Requirement 1:
In the teen survey report, rewrite the part from "Survey Reveals Teens" to "on similar topics.", replacing "Public Agenda" with "the polling group".
Requirement 2:
Answer these questions from the teen survey report:
(a) How many public high school students took part in the telephone survey?
(b) What share of the students said they could do much better in school if they tried?
(c) What was the margin of error for those students?

Survey Reveals Teens Yearn for High Standards
American teenagers readily admit that they aren't working very hard in school and say that higher academic standards would give them the push they need to fulfill their potential, concludes a report scheduled for release this week.
Three-fourths of the teenagers surveyed said that requiring students to learn more and making them pass tests before they could graduate would make students pay more attention to their studies. Almost two-thirds of the students said they could do much better in school if they tried.
Public Agenda, a New York City-based public opinion research organization, conducted the study, "Getting By: What American Teenagers Really Think About Their Schools." The report follows three previous Public Agenda studies exploring the views of teachers, parents, and community and school leaders on similar topics.
The responses not only show that students are their schools' toughest critics; they also dispute some commonly held beliefs about adolescents' attitudes.
Unlike some surveys of high school students, the Public Agenda poll probes deeply into the topics and uses sound methodology.
The report is based on a telephone survey of 1,000 randomly selected public high school students conducted last fall. In addition, the pollsters oversampled specific groups, such as minority and private school students. The study also includes the results of 12 focus groups conducted with middle and high school students. The margin of error for the 1,000 students was plus or minus 3 percentage points.

Source material:
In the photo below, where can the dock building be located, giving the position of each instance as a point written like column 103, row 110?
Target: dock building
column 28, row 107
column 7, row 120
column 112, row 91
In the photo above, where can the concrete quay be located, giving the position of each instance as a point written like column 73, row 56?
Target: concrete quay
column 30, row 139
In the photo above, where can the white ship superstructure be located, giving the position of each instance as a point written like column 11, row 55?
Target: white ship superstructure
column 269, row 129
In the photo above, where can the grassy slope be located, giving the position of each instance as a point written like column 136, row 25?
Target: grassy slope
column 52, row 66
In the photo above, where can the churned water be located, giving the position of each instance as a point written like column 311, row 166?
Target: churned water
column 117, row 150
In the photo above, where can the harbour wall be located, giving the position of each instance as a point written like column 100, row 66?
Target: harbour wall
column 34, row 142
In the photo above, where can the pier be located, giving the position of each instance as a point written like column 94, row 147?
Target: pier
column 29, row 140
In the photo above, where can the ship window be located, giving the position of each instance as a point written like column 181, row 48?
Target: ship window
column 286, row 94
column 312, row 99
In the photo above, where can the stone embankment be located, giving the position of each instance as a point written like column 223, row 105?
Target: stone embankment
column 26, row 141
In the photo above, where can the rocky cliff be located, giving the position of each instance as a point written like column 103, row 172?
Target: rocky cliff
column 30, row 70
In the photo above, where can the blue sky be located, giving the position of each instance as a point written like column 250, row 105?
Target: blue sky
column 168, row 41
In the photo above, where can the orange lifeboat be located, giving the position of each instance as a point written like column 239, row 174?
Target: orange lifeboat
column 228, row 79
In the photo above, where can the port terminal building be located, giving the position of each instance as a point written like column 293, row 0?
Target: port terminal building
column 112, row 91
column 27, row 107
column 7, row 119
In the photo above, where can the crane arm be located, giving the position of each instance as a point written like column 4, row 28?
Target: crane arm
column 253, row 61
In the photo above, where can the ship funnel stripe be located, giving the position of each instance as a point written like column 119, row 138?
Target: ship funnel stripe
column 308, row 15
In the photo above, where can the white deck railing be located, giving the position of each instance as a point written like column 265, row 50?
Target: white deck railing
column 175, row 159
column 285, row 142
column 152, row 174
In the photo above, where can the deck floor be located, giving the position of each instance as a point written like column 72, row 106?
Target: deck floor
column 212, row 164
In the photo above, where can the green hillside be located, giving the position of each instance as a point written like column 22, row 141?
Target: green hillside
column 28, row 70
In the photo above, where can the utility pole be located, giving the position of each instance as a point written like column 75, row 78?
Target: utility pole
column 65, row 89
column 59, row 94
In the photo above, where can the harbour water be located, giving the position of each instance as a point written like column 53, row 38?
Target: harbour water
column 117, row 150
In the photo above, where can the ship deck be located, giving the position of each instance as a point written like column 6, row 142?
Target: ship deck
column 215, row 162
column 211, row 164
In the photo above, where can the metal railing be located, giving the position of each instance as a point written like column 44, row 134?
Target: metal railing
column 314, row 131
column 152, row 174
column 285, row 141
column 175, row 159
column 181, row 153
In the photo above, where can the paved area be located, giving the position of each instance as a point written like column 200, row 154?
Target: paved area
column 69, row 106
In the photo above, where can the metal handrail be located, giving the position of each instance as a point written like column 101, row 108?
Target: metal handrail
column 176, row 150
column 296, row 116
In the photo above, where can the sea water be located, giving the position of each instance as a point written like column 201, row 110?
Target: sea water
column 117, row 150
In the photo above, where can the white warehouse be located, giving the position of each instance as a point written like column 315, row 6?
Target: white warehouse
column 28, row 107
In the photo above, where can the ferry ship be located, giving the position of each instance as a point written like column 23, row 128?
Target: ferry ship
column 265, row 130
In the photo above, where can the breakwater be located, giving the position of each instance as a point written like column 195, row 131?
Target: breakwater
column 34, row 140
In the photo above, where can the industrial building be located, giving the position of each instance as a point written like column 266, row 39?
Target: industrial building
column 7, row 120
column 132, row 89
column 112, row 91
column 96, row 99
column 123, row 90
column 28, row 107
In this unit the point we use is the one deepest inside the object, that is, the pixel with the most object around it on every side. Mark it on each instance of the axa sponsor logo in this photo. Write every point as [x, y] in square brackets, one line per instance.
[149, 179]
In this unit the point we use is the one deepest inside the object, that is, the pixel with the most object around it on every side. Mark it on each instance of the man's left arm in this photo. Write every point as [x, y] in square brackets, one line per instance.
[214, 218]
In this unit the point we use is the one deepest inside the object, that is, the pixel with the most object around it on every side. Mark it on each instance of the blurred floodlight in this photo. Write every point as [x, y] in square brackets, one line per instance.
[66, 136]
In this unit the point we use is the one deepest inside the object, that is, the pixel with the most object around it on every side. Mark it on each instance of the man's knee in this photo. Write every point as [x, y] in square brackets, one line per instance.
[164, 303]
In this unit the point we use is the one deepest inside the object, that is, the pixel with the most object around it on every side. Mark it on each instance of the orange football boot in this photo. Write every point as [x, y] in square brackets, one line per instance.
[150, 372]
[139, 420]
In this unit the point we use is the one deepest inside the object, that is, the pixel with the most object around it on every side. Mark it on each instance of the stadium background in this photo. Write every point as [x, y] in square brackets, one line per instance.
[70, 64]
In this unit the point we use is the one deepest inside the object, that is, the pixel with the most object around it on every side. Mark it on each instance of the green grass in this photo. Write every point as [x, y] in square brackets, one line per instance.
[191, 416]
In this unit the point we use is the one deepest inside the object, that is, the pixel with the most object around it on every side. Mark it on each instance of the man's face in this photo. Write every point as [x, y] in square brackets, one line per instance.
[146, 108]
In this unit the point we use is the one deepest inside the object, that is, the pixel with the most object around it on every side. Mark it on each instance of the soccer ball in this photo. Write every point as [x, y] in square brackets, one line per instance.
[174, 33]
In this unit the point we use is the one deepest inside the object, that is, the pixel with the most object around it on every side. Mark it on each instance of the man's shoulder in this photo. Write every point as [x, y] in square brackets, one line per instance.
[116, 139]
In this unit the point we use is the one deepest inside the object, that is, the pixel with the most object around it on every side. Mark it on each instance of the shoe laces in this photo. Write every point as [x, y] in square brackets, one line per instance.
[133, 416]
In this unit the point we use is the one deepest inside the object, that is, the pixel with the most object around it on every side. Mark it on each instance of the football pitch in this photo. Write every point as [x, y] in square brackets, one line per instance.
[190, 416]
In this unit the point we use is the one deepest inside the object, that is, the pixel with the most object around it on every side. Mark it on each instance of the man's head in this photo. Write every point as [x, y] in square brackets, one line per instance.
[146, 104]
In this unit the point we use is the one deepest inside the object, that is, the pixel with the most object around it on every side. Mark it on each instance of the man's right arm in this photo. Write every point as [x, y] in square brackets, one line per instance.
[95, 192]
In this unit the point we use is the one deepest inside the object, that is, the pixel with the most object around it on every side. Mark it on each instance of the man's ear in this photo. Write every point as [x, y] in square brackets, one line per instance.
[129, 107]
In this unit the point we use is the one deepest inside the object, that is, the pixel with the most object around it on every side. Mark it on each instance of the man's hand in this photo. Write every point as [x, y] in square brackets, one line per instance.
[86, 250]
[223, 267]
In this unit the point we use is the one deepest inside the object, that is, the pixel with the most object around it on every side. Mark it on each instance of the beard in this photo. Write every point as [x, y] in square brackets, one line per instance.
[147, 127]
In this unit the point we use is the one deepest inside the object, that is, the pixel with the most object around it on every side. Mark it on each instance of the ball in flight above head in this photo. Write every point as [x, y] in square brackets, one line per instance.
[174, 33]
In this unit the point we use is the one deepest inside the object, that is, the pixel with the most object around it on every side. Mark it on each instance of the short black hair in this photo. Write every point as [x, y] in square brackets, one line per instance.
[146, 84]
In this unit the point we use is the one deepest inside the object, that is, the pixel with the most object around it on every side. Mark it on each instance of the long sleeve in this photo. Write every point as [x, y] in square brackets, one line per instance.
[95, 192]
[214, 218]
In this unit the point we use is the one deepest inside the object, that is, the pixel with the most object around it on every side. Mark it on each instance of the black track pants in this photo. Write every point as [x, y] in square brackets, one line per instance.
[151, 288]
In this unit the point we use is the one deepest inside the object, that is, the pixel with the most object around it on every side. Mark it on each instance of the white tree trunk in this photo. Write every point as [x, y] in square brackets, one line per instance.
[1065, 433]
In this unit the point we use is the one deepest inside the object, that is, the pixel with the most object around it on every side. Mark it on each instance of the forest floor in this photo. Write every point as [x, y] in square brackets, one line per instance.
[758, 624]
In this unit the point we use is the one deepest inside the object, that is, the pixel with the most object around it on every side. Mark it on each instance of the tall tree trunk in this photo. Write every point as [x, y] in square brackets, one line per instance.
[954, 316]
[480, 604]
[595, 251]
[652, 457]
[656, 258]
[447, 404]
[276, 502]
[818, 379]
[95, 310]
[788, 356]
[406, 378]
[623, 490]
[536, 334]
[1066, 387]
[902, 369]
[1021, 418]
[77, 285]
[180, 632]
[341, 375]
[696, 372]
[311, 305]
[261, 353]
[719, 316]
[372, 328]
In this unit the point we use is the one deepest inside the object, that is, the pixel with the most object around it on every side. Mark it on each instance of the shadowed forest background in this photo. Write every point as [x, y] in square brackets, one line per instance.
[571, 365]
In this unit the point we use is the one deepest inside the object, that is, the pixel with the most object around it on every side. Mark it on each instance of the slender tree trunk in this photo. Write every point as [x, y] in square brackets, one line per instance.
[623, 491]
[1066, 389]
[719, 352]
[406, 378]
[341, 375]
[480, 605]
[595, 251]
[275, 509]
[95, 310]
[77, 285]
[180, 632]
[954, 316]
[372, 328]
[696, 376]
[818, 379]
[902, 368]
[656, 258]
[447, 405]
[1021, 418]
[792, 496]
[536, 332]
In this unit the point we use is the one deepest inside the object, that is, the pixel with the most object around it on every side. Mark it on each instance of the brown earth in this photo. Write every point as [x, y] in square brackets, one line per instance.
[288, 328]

Exercise answer 1:
Survey Reveals Teens Yearn for High Standards
American teenagers readily admit that they aren't working very hard in school and say that higher academic standards would give them the push they need to fulfill their potential, concludes a report scheduled for release this week.
Three-fourths of the teenagers surveyed said that requiring students to learn more and making them pass tests before they could graduate would make students pay more attention to their studies. Almost two-thirds of the students said they could do much better in school if they tried.
the polling group, a New York City-based public opinion research organization, conducted the study, "Getting By: What American Teenagers Really Think About Their Schools." The report follows three previous the polling group studies exploring the views of teachers, parents, and community and school leaders on similar topics.

Exercise answer 2:
(a) 1,000 randomly selected public high school students.
(b) Almost two-thirds.
(c) Plus or minus 3 percentage points.